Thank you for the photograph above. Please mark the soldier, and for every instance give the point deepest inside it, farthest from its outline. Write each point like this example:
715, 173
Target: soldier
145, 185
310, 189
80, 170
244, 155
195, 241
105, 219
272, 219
____
■ What you are asked to do: Return an exact copy of the listing above, complete in every line.

■ Response area:
Thank you for the photograph above. Please mark the soldier, and for every instance give the point deepest inside it, farthest from its outline. Write each point like this example:
715, 173
Target: soldier
145, 185
310, 189
80, 170
244, 155
195, 241
105, 219
272, 219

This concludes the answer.